#### DOCUMENT SEGMENT ####

Central Indiana Summer 2012 Climate Summary

Central Indiana
Summer 2012 Summary
 
The summer of 2012 will go down as one of the hotter summers in recent memory across central Indiana, with numerous temperature records broken. Indianapolis International Airport exceeded the century mark nine times during the course of the summer, the most 100 degree days on record since the summer of 1936 when the century mark was topped 12 times. Additionally, the temperature reached or exceeded 90 degrees on 48 days during the summer months in Indianapolis, more than three times the normal.
 
The 2012 summer was also noted for the exceptionally dry weather experienced for much of central Indiana during June and July exacerbating significant drought conditions. Indianapolis received only 0.92 inches of precipitation total during June and July, easily setting a new mark for the driest June and July period on record. Many locations across central Indiana however experienced above normal rainfall in August, easing drought conditions somewhat. The following is a summary of weather conditions experienced in Central Indiana during the months of June, July, and August 2012.
 
 
Temperatures
 
The summer of 2012 was tied for the 5th warmest summer ever at Indianapolis, with an average temperature of 77.8 degrees. The normal summer average temperature is 73.9 degrees, making this summer above normal by 3.9 degrees.  The average temperature of 77.8 degrees was also just 0.3 degrees cooler than the average temperature experienced during the summer of 2010, and 0.2 degrees warmer than the average temperature from the summer of 2011.
 
June
 
While the month started out exceptionally cool as an upper level low meandered across the Ohio Valley, June 2012 will be remembered most for the historic heat that arrived at the end of the month, culminating with highs in the lower to middle 100s on the 28th and 29th. 
 
As mentioned above, cool, cloudy conditions with scattered rain showers accompanied an upper level low as it moved across the region on the 1st and 2nd. Low temperatures in the middle and upper 40s were common the first few mornings of the month as well. Temperatures recovered slowly over the next few days as much of the lower Great Lakes and Ohio Valley remained in northerly flow on the back side of the upper disturbance. High temperatures returned into the upper 80s and lower 90s from the 8th-10th as an upper ridge expanded into the Ohio Valley.

#### DATASET EXCERPT ####

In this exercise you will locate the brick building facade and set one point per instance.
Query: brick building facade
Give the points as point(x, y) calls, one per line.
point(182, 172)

####

• _WRITTEN PROBLEM 1_:
Extract the passage of the central Indiana summer 2012 climate summary between "The summer of 2012 was" and "28th and 29th.", inclusive.
• _WRITTEN PROBLEM 2_:
Please extend the central Indiana summer 2012 climate summary, picking up after its final sentence.

• _EXERCISE RESULT 1_:
The summer of 2012 was tied for the 5th warmest summer ever at Indianapolis, with an average temperature of 77.8 degrees. The normal summer average temperature is 73.9 degrees, making this summer above normal by 3.9 degrees.  The average temperature of 77.8 degrees was also just 0.3 degrees cooler than the average temperature experienced during the summer of 2010, and 0.2 degrees warmer than the average temperature from the summer of 2011.
 
June
 
While the month started out exceptionally cool as an upper level low meandered across the Ohio Valley, June 2012 will be remembered most for the historic heat that arrived at the end of the month, culminating with highs in the lower to middle 100s on the 28th and 29th.

• _EXERCISE RESULT 2_:
A consistent pattern began to develop by the middle of the month as upper level ridging would expand into the region for a few days producing above normal temperatures, before a weak frontal passage would bring the temperatures back down to near or slightly below normal with the upper ridge shifting back to the south and west. The presence of predominant surface high pressure and steadily worsening drought conditions across the Ohio Valley enabled increasingly hotter temperatures each time the upper ridging returned. After the 14th, high temperatures were rarely cooler than the upper 80s and lower 90s for much of central Indiana.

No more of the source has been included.